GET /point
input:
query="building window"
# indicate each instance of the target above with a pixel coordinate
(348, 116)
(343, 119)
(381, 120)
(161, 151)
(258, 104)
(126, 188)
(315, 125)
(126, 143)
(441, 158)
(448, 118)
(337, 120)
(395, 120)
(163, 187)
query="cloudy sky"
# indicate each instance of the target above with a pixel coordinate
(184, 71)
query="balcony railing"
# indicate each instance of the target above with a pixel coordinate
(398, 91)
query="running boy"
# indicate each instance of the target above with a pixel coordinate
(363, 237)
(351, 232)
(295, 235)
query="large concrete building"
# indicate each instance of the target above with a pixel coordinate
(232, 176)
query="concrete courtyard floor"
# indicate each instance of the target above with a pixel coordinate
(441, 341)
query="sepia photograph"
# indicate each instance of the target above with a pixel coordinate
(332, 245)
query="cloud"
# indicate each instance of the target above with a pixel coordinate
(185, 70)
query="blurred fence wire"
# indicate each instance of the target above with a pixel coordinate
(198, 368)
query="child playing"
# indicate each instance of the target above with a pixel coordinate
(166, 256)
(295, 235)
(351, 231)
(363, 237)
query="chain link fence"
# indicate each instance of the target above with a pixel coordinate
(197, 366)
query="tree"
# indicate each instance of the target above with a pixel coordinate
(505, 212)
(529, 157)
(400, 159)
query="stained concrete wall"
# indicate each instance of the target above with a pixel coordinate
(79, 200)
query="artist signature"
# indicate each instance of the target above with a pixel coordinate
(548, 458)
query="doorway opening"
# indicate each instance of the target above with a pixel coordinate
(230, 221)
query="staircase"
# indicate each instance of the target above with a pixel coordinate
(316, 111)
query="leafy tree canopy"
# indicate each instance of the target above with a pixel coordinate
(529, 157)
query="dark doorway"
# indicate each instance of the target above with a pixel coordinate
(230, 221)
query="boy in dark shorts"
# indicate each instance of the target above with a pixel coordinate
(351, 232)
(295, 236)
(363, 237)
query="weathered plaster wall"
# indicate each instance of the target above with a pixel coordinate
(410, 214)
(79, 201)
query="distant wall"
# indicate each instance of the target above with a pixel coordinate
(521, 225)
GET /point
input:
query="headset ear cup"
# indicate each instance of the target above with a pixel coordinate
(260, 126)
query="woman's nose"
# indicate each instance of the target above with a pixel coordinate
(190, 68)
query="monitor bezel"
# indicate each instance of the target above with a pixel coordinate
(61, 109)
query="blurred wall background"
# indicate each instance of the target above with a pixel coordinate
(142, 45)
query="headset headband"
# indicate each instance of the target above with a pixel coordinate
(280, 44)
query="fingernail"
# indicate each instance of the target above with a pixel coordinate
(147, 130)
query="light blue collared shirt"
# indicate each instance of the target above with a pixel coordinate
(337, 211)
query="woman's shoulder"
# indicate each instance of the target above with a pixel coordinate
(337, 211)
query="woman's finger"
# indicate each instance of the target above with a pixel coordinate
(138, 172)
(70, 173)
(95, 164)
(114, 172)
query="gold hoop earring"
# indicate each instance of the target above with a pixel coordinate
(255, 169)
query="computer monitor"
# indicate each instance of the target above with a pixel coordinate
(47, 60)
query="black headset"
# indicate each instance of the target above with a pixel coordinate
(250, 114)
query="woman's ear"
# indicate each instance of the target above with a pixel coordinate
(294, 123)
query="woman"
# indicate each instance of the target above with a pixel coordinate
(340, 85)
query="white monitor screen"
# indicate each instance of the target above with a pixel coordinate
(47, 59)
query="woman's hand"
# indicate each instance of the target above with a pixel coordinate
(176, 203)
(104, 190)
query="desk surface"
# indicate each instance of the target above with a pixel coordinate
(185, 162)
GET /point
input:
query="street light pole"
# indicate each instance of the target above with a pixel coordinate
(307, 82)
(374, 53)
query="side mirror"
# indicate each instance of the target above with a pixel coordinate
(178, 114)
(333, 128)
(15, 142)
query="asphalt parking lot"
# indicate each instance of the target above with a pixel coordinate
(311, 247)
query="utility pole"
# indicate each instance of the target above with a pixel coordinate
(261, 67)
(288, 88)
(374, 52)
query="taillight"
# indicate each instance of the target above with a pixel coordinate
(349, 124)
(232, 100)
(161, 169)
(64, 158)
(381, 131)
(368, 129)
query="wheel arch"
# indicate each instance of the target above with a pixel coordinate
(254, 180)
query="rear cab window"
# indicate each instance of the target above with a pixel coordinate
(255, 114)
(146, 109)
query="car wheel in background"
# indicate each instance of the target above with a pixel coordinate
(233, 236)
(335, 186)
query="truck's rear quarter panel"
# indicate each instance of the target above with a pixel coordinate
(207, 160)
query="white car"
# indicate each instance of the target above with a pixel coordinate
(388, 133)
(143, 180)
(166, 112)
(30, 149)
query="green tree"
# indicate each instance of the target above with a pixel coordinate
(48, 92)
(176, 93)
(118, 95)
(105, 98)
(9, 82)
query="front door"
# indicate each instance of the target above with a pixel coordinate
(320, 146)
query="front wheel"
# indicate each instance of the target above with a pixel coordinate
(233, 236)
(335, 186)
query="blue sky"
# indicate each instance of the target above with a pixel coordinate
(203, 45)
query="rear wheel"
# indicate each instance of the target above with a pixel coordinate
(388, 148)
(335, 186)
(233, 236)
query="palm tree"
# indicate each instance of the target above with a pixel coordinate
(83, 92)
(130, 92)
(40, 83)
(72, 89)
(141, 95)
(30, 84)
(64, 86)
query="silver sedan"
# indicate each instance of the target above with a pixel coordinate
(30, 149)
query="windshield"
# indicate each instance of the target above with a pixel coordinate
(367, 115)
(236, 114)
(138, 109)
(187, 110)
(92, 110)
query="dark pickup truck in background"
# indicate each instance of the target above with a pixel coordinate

○ ○ ○

> [Task item] The lines above need to be restated word for word, all of them.

> [Answer to this exercise]
GET /point
input:
query="building window"
# indicate each instance of the target above with a pixel coordinate
(348, 116)
(343, 119)
(381, 120)
(161, 151)
(258, 104)
(126, 188)
(315, 125)
(126, 143)
(441, 158)
(448, 118)
(337, 120)
(395, 120)
(163, 187)
query="cloudy sky"
# indicate each instance of the target above with a pixel coordinate
(184, 71)
query="balcony railing"
# indicate each instance of the target above with a pixel coordinate
(398, 91)
query="running boy"
# indicate each instance of the target above with a pixel coordinate
(363, 237)
(351, 232)
(295, 235)
query="large concrete building"
# indicate each instance of the target above with a pixel coordinate
(232, 176)
query="concrete courtyard floor"
# indicate each instance of the target above with a pixel coordinate
(441, 341)
query="sepia photograph"
# indicate each instance of the target above with a pixel coordinate
(332, 245)
query="cloud"
# indicate each instance of the target above with a pixel coordinate
(185, 70)
query="blurred fence wire"
# indicate each instance of the target above with a pixel coordinate
(198, 368)
query="child playing"
# indicate each instance of the target above with a pixel coordinate
(166, 256)
(295, 235)
(351, 231)
(363, 237)
query="chain link fence"
# indicate each instance of the target above with a pixel coordinate
(197, 366)
query="tree"
# indicate each instance of the target above with a pixel coordinate
(505, 212)
(529, 157)
(400, 159)
query="stained concrete wall"
# indicate each instance of the target above with a pixel coordinate
(79, 200)
query="artist signature"
# indicate each instance of the target above with a pixel coordinate
(548, 458)
query="doorway opening"
# indicate each instance of the target above with a pixel coordinate
(230, 221)
query="staircase"
# indicate each instance of the target above with a pixel coordinate
(316, 111)
query="leafy tree canopy"
# indicate each instance of the target above with a pixel coordinate
(529, 157)
query="dark doorway"
# indicate each instance of the target above with a pixel coordinate
(230, 221)
query="boy in dark shorts"
# indicate each instance of the target above with a pixel coordinate
(351, 232)
(295, 236)
(363, 237)
query="weathered plaster wall"
# indicate each instance of the target above with a pixel coordinate
(410, 214)
(79, 201)
query="distant wall"
# indicate each instance of the target above with a pixel coordinate
(521, 225)
GET /point
input:
query="headset ear cup"
# indicate each instance of the target above with a pixel coordinate
(260, 126)
query="woman's nose"
# indicate each instance of the target above with a pixel coordinate
(190, 68)
query="monitor bezel"
# indicate each instance of the target above with a pixel coordinate
(61, 109)
query="blurred wall background"
# indicate each instance of the target above with a pixel coordinate
(142, 45)
query="headset headband"
# indicate each instance of the target above with a pixel coordinate
(280, 44)
query="fingernail"
# indicate each instance of the target above with a pixel coordinate
(147, 130)
query="light blue collared shirt"
# indicate each instance of the target above with a pixel coordinate
(337, 211)
query="woman's shoulder"
# indicate each instance of the target above with a pixel coordinate
(337, 211)
query="woman's finger"
# indicate each instance of the target above with a pixel coordinate
(138, 172)
(70, 173)
(95, 164)
(114, 172)
query="gold hoop earring"
# indicate each instance of the target above with a pixel coordinate
(255, 169)
query="computer monitor"
# indicate each instance of the target above with a pixel coordinate
(47, 60)
query="black headset"
# indicate each instance of the target above with a pixel coordinate
(250, 114)
query="woman's ear"
# indicate each instance of the target above with a pixel coordinate
(294, 123)
query="woman"
# indicate each instance of the target above with a pixel coordinate
(340, 85)
query="white monitor screen"
# indicate each instance of the target above with a pixel coordinate
(47, 59)
query="woman's hand"
# indicate each instance of the target above with a pixel coordinate
(176, 203)
(104, 190)
query="desk surface"
# indicate each instance of the target above with a pixel coordinate
(185, 162)
GET /point
input:
query="street light pole"
# indicate each instance of the target above with a pixel coordinate
(307, 82)
(374, 53)
query="side mirror"
# indicate each instance of the target above with a pixel coordinate
(178, 114)
(333, 128)
(15, 142)
query="asphalt parking lot"
# indicate each instance of the target above with a pixel coordinate
(311, 247)
query="utility pole"
# indicate each instance of the target above with a pixel coordinate
(261, 67)
(288, 88)
(374, 52)
query="taillight"
# indicate each instance of the target above with a pixel coordinate
(349, 124)
(232, 100)
(161, 169)
(64, 158)
(381, 131)
(368, 129)
query="wheel arch"
# indicate each instance of the target above with a pixel coordinate
(254, 180)
query="rear cab window"
# indicate each instance of the target above with a pixel coordinate
(255, 114)
(146, 109)
query="car wheel in background"
# indicate each instance of the target above with a pixel coordinate
(233, 236)
(335, 186)
query="truck's rear quarter panel"
# indicate each instance of the target above with a pixel coordinate
(207, 160)
query="white car"
# indicate each instance of the target above with a pixel coordinate
(388, 133)
(143, 180)
(166, 112)
(30, 149)
query="green tree"
# indicate each instance of the target above with a pixel coordinate
(48, 92)
(176, 93)
(118, 95)
(105, 98)
(9, 82)
query="front door"
# indicate each instance of the target above with a pixel coordinate
(320, 146)
query="front wheel"
# indicate each instance of the target above with a pixel coordinate
(233, 236)
(335, 186)
query="blue sky"
# indicate each instance of the target above with a pixel coordinate
(203, 45)
query="rear wheel"
# indicate each instance of the target above with a pixel coordinate
(388, 148)
(335, 186)
(233, 236)
query="palm tree"
# indicate each instance of the target above with a pixel coordinate
(83, 92)
(130, 92)
(40, 83)
(72, 89)
(141, 95)
(30, 84)
(64, 86)
query="silver sedan"
# indicate each instance of the target above with a pixel coordinate
(30, 149)
query="windshield"
# indicate each instance of the target above with a pixel coordinate
(367, 115)
(236, 114)
(138, 109)
(187, 110)
(92, 110)
query="dark pickup truck in background"
# indicate each instance of the target above with a pixel coordinate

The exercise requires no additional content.